◆ **Things to do**
[1] Rewrite the passage on crossword songs from "I heard you" to "very silly indeed.", swapping "confused" for "baffled".
[2] In the passage on crossword songs, who performed "Cross-Word Puzzle Blues"?

◆ **Selected extract**
■ ■ ■ ■ ■
Although the crossword as we know it celebrates its birthday on December 21, tracing its roots all the way back to 1913, it was the 1920s where crosswords really caught the public eye.

By 1924, crosswords had officially become a fad, inspiring fashion trends (black and white patterns) and moral panics alike.

But it was also the year of the novelty crossword song. Yes, crosswords found their way into the world of music, serving as inspiration for numerous comedic ballads.

Perhaps the most famous of the 1924 crossword songs is the curious “Crossword Mama, You Puzzle Me (But Papa’s Gonna Figure You Out).”

The subject of the song is an ardent puzzle solver, but the singer of the song is more bothered by the fact that he doesn’t have her full attention, painting her as someone who ignores him or flirts with other guys. He is clearly suspicious of her, and expresses his suspicions through crossword clue references.

[Although written and arranged by James V. Monaco and Sidney Clare,
this version of the song was recorded in 1925 by Frank Crumit.]

For example:

Crossword Mama you puzzle me,
But Papa’s gonna figure you out.
You call me honey – that means bee!
Looks like I’ll get stung no doubt.

Your Papa’s gonna crossword you right now,
You better get your answers right.
I heard you mention “butcher” – that means “meat”!
Who you gonna “meet” tonight?

The singer is clearly confused by both crosswords and the object of his affections. It would be best if he just left them both alone for a while.

Given how difficult some people find crosswords, you shouldn’t be surprised that there was a blues song penned about crosswords the same year.

“Cross-Word Puzzle Blues,” penned by Fred Herendeen and performed by The Duncan Sisters, is surprisingly upbeat, as the sisters describe themselves as “criss-cross crazy” and discuss their difficulties solving puzzles. It’s very silly indeed.

Be careful not to confuse this with the jazzier song by D.J. Michaud and Marguerite Bruce, “I’ve Got the Crossword Puzzle Blues,” featuring such tongue-in-cheek downbeat lyrics as “I’m feeling awfully down and cross / I spend all day solving, but I still don’t have a clue.”

(Unfortunately I couldn’t find a decent public recording of this one to share with you.)
■ ■ ■ ■ ■
◆ **Given information**
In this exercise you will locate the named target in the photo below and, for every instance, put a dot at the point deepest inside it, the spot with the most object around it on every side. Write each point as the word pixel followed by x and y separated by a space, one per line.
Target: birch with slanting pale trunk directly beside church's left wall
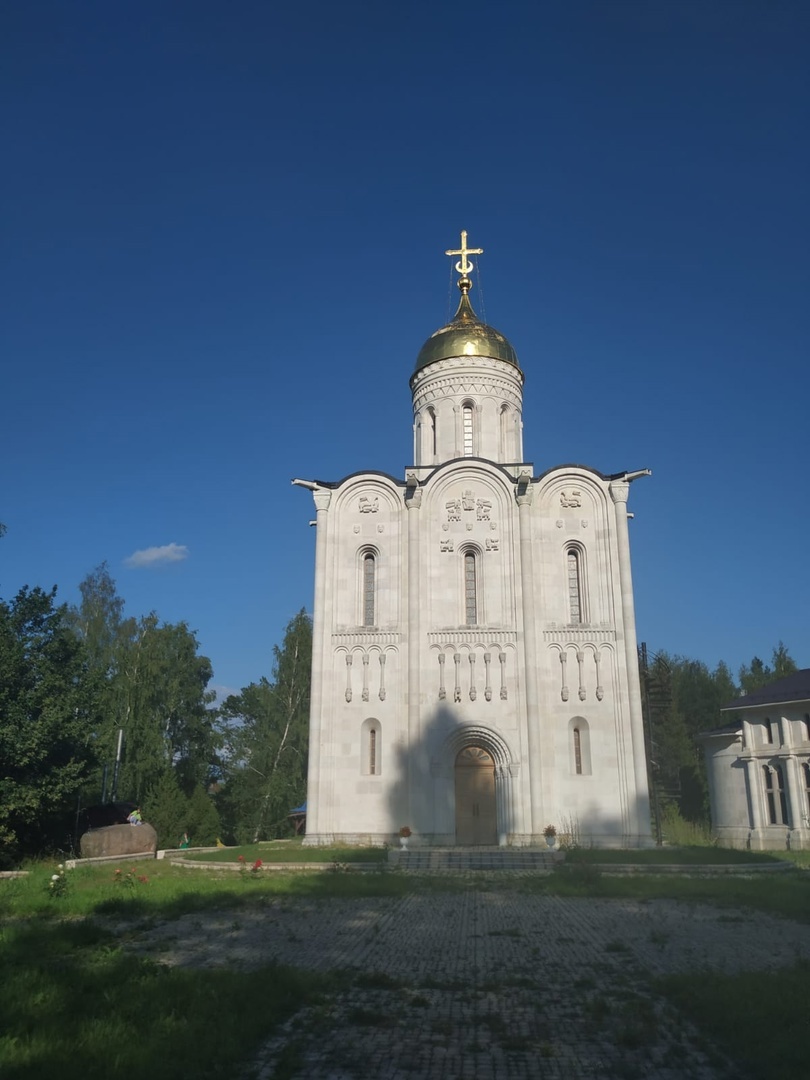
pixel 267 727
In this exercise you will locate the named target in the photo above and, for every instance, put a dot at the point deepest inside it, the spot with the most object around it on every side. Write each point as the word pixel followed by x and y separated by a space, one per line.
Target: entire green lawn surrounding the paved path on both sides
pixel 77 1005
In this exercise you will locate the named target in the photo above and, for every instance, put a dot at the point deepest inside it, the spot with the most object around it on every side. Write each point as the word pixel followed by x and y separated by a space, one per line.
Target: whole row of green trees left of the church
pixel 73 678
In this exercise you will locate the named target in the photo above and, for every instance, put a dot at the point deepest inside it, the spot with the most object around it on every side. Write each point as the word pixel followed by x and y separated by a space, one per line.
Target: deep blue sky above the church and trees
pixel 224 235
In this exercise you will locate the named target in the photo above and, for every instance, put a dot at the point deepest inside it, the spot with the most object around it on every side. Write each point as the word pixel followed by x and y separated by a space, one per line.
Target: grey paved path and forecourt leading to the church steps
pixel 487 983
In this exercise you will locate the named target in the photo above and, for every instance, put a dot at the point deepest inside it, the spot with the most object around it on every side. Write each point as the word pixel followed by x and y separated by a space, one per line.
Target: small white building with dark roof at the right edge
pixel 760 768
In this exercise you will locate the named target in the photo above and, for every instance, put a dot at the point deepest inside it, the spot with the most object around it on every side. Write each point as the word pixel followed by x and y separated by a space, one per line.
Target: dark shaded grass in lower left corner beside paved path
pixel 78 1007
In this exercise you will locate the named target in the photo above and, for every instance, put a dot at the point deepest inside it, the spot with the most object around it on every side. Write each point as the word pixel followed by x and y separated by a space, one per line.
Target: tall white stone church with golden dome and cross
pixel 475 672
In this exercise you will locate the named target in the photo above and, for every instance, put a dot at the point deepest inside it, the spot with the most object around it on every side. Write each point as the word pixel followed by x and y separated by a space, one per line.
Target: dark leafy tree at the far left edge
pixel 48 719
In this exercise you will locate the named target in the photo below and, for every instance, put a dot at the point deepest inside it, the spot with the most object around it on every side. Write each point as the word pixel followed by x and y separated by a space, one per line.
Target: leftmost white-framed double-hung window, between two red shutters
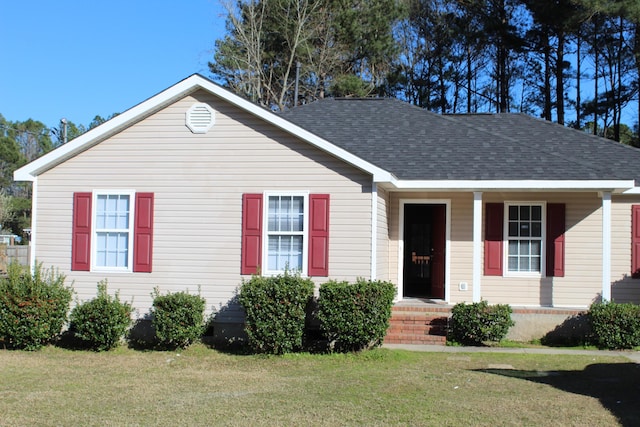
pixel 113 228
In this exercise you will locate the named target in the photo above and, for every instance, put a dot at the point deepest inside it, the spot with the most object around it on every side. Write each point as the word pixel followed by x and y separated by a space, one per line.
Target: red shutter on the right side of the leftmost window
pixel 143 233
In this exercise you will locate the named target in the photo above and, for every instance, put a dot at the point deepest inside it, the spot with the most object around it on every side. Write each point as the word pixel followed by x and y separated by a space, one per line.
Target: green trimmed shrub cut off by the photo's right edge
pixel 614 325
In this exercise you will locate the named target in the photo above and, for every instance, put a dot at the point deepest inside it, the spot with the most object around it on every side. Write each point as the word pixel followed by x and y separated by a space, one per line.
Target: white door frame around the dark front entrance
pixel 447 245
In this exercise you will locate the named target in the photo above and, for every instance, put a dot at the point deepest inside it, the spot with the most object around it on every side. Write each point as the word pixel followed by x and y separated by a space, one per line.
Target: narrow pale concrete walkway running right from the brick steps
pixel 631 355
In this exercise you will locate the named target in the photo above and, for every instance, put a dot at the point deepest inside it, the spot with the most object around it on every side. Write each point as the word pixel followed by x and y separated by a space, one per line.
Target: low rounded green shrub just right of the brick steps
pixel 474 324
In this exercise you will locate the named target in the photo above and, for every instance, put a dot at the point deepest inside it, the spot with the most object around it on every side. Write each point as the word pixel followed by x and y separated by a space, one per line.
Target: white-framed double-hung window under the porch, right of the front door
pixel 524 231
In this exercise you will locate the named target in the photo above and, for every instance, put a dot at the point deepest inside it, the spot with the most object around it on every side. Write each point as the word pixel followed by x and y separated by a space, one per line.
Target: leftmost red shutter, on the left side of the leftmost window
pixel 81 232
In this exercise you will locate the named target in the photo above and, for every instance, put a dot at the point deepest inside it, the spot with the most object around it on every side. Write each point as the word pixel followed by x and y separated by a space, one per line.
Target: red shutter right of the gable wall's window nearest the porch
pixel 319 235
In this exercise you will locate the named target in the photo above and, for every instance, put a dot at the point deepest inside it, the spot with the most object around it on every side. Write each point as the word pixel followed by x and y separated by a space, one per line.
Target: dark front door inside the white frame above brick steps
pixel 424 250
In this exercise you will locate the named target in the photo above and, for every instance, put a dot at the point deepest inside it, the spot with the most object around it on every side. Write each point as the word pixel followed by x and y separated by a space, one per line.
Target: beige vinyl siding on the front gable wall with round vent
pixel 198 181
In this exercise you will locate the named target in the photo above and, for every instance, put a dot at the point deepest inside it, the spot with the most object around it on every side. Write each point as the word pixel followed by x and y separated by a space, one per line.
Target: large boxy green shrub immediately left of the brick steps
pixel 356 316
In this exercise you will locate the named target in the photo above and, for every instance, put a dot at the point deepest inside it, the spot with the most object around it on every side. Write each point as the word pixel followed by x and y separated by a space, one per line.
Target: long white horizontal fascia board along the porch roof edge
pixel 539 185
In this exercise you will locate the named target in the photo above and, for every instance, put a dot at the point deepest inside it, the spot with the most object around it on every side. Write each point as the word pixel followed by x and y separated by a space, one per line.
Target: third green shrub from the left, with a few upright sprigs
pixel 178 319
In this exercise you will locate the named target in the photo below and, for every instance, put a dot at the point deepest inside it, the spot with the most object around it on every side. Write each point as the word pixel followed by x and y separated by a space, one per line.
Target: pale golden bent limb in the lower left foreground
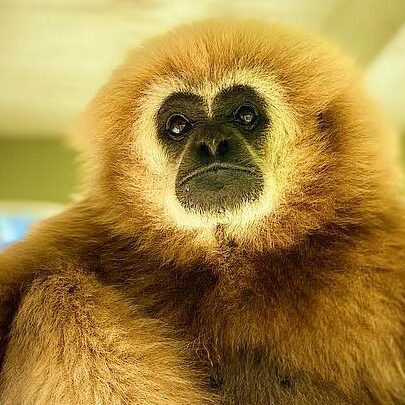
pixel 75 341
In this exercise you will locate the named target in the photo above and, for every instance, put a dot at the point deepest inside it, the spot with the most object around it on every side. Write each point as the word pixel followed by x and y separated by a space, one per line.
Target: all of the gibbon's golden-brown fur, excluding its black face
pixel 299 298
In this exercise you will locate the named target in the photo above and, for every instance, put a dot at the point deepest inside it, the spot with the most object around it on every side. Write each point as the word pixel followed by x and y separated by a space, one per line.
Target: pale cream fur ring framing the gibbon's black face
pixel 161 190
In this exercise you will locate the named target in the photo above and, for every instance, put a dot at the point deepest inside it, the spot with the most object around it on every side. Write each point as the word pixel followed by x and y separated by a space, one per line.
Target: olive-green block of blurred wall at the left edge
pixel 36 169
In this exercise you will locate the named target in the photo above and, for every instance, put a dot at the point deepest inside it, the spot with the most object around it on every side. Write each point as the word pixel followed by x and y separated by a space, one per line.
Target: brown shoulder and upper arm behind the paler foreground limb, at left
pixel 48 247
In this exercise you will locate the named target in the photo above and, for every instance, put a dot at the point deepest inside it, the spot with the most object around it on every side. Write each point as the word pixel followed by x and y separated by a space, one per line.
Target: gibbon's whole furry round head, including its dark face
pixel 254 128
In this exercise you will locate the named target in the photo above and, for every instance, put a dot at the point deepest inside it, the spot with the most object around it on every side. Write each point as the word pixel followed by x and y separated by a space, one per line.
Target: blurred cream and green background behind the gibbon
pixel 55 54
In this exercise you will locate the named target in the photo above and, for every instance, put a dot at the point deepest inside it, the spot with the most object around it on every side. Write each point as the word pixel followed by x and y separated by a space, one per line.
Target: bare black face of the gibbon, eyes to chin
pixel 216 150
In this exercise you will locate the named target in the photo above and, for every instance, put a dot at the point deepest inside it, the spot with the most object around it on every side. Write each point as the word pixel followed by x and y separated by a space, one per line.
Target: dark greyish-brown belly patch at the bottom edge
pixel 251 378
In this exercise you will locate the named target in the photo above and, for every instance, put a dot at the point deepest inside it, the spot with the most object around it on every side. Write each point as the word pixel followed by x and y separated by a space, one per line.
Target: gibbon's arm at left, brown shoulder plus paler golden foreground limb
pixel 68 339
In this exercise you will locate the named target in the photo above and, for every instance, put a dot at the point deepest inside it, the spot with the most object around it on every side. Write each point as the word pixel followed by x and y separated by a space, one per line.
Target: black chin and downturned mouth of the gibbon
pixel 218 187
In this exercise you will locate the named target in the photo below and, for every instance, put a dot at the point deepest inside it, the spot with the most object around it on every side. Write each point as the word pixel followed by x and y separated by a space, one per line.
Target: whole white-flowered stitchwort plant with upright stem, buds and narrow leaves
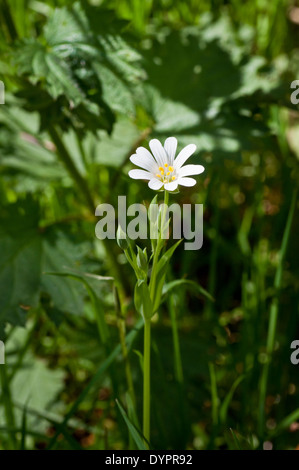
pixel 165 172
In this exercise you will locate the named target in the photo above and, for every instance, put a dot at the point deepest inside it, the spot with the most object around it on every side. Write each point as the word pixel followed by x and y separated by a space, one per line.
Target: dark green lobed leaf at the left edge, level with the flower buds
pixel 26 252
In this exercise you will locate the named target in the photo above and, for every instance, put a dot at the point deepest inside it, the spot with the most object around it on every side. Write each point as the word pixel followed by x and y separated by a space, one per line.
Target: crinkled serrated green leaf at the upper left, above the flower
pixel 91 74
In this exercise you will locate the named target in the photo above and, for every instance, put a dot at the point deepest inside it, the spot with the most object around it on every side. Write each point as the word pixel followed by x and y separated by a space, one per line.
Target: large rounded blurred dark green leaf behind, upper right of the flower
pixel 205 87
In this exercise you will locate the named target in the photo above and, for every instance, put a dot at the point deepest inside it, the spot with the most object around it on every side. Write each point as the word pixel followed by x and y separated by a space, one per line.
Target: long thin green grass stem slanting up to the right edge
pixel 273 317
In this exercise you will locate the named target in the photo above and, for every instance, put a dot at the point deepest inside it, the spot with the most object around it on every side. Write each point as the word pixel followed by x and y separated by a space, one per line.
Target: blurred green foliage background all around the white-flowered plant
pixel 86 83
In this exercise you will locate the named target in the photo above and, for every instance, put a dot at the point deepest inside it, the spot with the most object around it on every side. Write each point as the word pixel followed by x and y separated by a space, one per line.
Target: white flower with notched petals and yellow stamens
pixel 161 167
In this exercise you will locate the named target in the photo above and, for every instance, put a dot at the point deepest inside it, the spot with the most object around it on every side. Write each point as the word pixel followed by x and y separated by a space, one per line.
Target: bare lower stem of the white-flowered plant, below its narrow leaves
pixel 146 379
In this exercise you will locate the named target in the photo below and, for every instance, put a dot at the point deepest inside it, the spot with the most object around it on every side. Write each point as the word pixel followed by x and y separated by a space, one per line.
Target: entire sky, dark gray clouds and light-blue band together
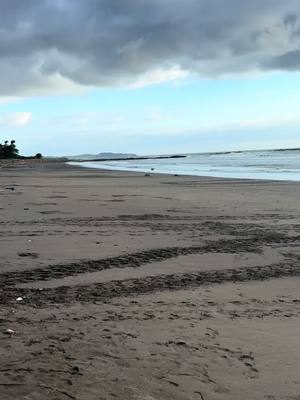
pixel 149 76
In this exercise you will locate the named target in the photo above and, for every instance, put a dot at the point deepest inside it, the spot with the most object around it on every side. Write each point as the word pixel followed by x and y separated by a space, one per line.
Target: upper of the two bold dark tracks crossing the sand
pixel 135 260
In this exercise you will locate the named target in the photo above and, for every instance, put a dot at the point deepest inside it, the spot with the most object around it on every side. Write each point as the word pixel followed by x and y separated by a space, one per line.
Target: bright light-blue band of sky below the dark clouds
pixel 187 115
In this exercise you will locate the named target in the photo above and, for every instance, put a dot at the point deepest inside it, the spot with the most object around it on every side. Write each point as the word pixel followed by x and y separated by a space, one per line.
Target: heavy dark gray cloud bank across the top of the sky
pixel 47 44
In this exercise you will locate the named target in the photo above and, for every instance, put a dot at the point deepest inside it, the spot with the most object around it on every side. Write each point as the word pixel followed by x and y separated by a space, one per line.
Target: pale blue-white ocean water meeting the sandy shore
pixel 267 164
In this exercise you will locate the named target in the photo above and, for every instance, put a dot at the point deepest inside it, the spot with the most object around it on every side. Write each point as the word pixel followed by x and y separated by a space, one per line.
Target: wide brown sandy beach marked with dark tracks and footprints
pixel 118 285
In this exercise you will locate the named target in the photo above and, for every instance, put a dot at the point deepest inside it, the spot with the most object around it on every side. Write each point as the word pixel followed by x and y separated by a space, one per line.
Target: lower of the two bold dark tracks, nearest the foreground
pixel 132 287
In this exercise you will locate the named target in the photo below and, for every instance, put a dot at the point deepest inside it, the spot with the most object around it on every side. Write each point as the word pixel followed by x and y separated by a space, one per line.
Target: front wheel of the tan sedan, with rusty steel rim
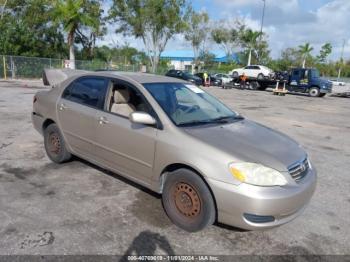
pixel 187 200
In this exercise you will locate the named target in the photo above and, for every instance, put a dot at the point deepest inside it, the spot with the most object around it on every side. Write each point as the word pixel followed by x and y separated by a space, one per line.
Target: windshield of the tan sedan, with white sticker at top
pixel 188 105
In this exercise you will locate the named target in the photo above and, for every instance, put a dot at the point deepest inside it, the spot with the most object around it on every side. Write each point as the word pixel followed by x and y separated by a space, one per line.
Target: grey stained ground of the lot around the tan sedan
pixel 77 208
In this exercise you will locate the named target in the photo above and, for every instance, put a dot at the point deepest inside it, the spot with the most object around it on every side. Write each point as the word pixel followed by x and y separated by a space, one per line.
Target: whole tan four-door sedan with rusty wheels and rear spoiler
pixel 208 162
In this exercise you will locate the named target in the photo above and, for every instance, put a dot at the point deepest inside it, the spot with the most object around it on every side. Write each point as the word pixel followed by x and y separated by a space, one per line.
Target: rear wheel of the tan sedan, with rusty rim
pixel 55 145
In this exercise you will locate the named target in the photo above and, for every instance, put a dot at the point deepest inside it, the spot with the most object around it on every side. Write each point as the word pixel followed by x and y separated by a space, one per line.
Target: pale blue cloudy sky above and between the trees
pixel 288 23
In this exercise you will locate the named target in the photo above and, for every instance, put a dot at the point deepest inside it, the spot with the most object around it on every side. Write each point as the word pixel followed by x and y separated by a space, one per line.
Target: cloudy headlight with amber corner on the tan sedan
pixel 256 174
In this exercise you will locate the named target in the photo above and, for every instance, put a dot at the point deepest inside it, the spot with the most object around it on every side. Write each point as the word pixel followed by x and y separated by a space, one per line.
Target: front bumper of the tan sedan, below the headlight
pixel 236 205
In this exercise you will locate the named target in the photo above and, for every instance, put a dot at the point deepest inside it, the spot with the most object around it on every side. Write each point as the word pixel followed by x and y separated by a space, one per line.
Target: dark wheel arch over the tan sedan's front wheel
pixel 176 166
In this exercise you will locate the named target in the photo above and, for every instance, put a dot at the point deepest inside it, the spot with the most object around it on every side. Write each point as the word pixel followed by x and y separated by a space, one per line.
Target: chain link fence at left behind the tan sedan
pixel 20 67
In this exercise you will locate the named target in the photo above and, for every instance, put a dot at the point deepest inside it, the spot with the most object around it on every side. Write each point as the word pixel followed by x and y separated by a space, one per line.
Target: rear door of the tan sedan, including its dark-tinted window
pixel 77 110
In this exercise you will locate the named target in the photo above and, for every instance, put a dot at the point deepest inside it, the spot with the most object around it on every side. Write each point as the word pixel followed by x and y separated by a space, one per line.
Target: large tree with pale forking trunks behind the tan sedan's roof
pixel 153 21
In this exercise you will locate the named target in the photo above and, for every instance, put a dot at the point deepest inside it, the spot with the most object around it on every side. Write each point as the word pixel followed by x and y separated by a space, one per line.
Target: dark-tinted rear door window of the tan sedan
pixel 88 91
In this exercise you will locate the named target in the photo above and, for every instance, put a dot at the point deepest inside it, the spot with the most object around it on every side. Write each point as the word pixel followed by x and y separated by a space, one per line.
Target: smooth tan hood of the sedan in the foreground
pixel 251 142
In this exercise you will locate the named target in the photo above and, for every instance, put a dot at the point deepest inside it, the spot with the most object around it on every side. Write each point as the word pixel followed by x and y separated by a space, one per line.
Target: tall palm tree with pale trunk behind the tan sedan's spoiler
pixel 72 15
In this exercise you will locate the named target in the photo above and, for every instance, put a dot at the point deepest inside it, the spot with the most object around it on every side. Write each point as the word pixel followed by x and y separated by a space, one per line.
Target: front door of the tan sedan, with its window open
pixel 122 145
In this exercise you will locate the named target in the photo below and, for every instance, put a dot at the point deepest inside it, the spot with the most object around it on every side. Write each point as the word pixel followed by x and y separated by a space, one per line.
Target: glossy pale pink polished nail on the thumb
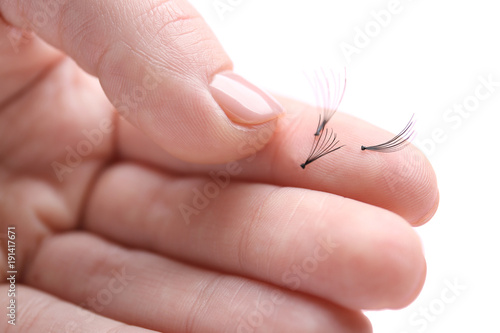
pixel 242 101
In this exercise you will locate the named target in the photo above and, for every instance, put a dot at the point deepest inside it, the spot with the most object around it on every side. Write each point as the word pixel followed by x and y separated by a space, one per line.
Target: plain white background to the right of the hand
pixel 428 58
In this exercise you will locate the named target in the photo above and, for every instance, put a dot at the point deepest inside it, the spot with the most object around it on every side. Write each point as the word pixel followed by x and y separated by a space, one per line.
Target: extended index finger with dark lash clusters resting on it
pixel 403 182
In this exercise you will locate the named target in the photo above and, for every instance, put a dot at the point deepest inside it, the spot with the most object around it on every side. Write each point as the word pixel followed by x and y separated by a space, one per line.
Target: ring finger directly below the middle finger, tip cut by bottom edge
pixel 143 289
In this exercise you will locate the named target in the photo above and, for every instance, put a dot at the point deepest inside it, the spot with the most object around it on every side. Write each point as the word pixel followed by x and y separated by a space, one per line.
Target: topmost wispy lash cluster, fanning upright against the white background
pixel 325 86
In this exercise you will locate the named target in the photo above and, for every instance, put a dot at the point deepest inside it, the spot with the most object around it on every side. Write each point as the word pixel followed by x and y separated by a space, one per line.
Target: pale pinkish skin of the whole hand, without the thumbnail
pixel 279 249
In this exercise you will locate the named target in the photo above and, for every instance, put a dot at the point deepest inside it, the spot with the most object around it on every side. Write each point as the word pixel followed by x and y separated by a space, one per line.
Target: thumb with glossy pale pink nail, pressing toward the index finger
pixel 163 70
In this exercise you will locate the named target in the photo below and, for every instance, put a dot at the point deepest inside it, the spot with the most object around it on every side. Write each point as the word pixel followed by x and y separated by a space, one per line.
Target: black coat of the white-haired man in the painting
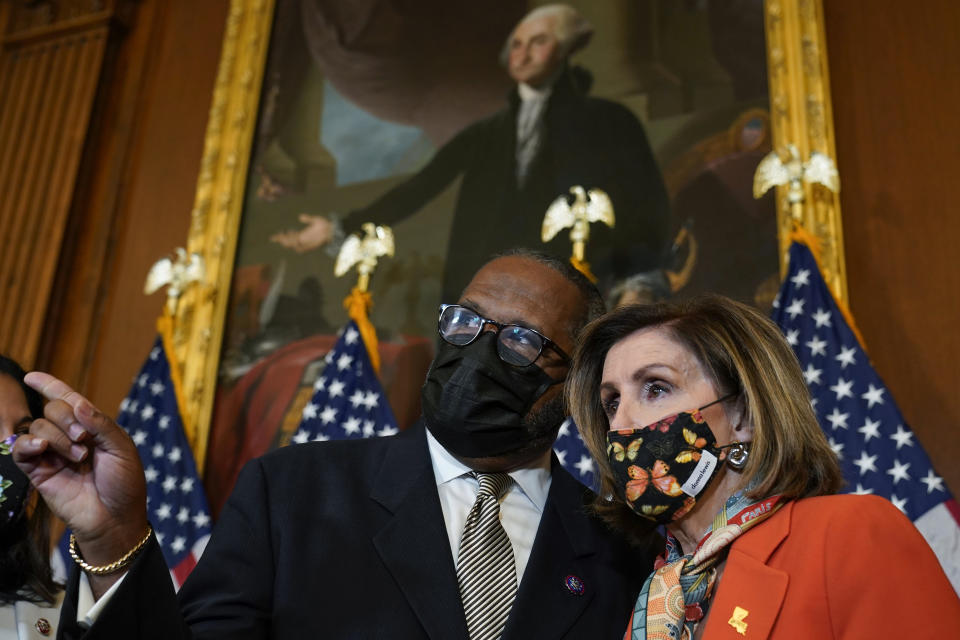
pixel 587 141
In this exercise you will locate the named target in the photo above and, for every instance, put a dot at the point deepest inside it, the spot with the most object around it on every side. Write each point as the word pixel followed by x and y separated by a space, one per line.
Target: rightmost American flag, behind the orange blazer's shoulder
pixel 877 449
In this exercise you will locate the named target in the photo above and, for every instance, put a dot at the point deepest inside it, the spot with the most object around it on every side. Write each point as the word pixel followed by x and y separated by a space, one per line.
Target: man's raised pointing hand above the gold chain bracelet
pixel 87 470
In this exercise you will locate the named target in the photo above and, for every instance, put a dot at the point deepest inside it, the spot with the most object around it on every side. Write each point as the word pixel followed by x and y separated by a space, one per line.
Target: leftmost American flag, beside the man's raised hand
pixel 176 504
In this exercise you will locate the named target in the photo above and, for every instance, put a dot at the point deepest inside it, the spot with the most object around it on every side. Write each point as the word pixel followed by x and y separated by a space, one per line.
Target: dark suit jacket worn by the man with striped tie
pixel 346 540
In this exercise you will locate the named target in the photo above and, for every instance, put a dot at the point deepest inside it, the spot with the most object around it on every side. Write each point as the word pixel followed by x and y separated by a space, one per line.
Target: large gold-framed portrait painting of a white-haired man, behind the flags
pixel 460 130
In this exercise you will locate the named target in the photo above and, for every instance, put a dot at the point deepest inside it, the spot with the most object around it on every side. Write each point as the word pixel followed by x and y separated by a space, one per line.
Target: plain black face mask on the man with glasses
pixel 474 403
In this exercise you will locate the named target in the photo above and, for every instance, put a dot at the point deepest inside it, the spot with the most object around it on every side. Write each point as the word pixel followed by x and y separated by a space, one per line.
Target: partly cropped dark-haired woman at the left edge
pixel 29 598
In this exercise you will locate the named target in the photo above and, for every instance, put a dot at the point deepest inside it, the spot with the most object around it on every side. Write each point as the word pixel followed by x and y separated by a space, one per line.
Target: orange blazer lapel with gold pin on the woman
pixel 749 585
■ ■ ■ ■ ■
◆ **Answers to the exercise**
[1]
I heard you mention “butcher” – that means “meat”!
Who you gonna “meet” tonight?

The singer is clearly baffled by both crosswords and the object of his affections. It would be best if he just left them both alone for a while.

Given how difficult some people find crosswords, you shouldn’t be surprised that there was a blues song penned about crosswords the same year.

“Cross-Word Puzzle Blues,” penned by Fred Herendeen and performed by The Duncan Sisters, is surprisingly upbeat, as the sisters describe themselves as “criss-cross crazy” and discuss their difficulties solving puzzles. It’s very silly indeed.

[2] The Duncan Sisters